I would like to know how to calculate the grid convergence angle between True North and Grid North for UTM maps.

I am using ArcGIS 10.0 (ArcView licence). and have used the Calculate Grid Convergence Angle tool from the Cartography toolbox.

However, I would like to know how to calculate this angle myself (using Excel) to compare against the ArcGIS result?

  • 3
    Excel will only be able to compute the grid convergence for projections whose formulas you have code for. A general solution, applicable on any platform that will project geographic coordinates, appears in my reply at gis.stackexchange.com/a/5075/664. – whuber Sep 29 '14 at 15:26

The formula for calculating grid convergence (sometimes called meridian convergence) for spherical UTM projections was given (very incorrectly until just now) at How to Calculate North?

In case that is not clear

γ = arctan [tan (λ - λ0) × sin φ]


γ is grid convergence,
λ0 is longitude of UTM zone's central meridian,
φ, λ are latitude, longitude of point in question

See Transverse_Mercator_projection#Convergence where it also gives γ as a function of grid coordinates.

  • Where do I find λ0 for a given UTM zone? Do you have a link to a list? – evolved Feb 22 '18 at 15:24
  • @evolved: Try this jaworski.ca/utmzones.htm or this apsalin.com/utm_central_meridian_lookup.aspx – Martin F Feb 23 '18 at 23:56
  • Just curious, what is the difference between this answer and @V. Kelly Bellis answer? The results come out close. – Rex Aug 10 '18 at 14:03
  • @Rex: The other seems to be an approximation. – Martin F Aug 10 '18 at 17:48
  • I'm surprised I haven't found a formula yet for grid convergence for ellipsoidal UTM projections. AFAIK UTM doesn't typically use a spherical projection. Spherical transverse mercator is common in web maps, however. – Andy Nov 16 '19 at 7:10

I've always used this formula:

CA = (λ - λCM) × sin φ

Given: CA is the grid Convergence Angle for any transverse Mercator projection; λCM is the longitude of the zone's Central Meridian; φ, λ are the latitude and longitude of the point in question.

Pay attention to the resulting algebraic sign!

  • 1
    That is true for small angles: arctan [tan (λ - λ0) × sin φ] ~ (λ - λ0) × sin φ – Hans Erren Dec 5 '20 at 14:45

The book "The Mercator Projection" by Peter Osborne (https://zenodo.org/record/35392#.XvGjn5MzY3h) goes a bit in depth on this topic, but it seems to be no trivial topic for the general transverse mercator projection of the ellipsoid, however it agrees with Martin and Bellis for the spherical case.

__Stated goal 1__. Reproduce the part of the grid convergence thread from "Given: CA is" down to "the spherical case." without changing a word.

__Task material__.
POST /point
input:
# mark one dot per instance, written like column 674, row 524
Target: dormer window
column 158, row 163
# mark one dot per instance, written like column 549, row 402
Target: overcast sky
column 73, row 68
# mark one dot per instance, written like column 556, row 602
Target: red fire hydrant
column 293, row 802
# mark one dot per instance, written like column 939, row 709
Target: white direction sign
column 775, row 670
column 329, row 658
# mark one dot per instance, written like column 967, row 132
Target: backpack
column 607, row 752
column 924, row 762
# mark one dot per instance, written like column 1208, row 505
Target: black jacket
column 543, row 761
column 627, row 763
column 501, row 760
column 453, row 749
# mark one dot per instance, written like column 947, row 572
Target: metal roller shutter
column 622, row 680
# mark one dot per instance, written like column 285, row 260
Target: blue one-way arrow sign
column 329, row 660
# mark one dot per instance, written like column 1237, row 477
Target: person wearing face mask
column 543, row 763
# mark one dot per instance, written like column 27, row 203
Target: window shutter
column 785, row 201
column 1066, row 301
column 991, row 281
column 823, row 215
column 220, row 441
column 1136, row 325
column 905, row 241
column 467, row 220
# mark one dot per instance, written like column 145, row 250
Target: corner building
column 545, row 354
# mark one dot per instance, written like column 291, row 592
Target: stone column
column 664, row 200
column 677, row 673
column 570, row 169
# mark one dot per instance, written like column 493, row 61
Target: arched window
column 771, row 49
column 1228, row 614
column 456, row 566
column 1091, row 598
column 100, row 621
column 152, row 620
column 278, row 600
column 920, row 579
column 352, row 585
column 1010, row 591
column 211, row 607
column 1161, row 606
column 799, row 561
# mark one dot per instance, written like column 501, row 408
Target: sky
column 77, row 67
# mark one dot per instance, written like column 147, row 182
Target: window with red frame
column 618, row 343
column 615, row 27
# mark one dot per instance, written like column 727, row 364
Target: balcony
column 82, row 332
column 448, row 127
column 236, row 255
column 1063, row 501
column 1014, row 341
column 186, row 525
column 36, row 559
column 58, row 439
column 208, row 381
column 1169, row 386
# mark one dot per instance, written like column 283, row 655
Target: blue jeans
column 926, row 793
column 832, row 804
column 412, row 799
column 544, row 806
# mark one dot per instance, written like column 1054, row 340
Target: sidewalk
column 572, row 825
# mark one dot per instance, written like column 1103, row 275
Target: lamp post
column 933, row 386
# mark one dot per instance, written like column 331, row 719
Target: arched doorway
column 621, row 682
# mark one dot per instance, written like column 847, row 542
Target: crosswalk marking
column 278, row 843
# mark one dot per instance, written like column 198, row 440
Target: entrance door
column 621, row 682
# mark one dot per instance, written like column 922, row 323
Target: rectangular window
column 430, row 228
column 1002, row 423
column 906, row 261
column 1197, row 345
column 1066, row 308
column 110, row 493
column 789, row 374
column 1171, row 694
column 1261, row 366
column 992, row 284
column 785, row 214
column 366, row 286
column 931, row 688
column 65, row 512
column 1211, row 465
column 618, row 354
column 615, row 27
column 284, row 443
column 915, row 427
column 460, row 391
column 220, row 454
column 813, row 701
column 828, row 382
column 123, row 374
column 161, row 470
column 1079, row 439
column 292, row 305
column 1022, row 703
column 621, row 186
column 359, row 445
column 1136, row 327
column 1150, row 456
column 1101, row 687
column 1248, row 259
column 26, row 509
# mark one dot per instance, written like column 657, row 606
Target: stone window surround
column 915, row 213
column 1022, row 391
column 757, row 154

__Stated goal 2__. Recast the lines of the records as a numbered list, from the line containing "# mark one dot per instance, written like column 922, row" down to the line containing "column 26, row 509", including both, and omit any blank lines.

__Answer 1__.
Given: CA is the grid Convergence Angle for any transverse Mercator projection; λCM is the longitude of the zone's Central Meridian; φ, λ are the latitude and longitude of the point in question.

Pay attention to the resulting algebraic sign!

  • 1
    That is true for small angles: arctan [tan (λ - λ0) × sin φ] ~ (λ - λ0) × sin φ – Hans Erren Dec 5 '20 at 14:45

The book "The Mercator Projection" by Peter Osborne (https://zenodo.org/record/35392#.XvGjn5MzY3h) goes a bit in depth on this topic, but it seems to be no trivial topic for the general transverse mercator projection of the ellipsoid, however it agrees with Martin and Bellis for the spherical case.

__Answer 2__.
1. # mark one dot per instance, written like column 922, row 323
2. Target: rectangular window
3. column 430, row 228
4. column 1002, row 423
5. column 906, row 261
6. column 1197, row 345
7. column 1066, row 308
8. column 110, row 493
9. column 789, row 374
10. column 1171, row 694
11. column 1261, row 366
12. column 992, row 284
13. column 785, row 214
14. column 366, row 286
15. column 931, row 688
16. column 65, row 512
17. column 1211, row 465
18. column 618, row 354
19. column 615, row 27
20. column 284, row 443
21. column 915, row 427
22. column 460, row 391
23. column 220, row 454
24. column 813, row 701
25. column 828, row 382
26. column 123, row 374
27. column 161, row 470
28. column 1079, row 439
29. column 292, row 305
30. column 1022, row 703
31. column 621, row 186
32. column 359, row 445
33. column 1136, row 327
34. column 1150, row 456
35. column 1101, row 687
36. column 1248, row 259
37. column 26, row 509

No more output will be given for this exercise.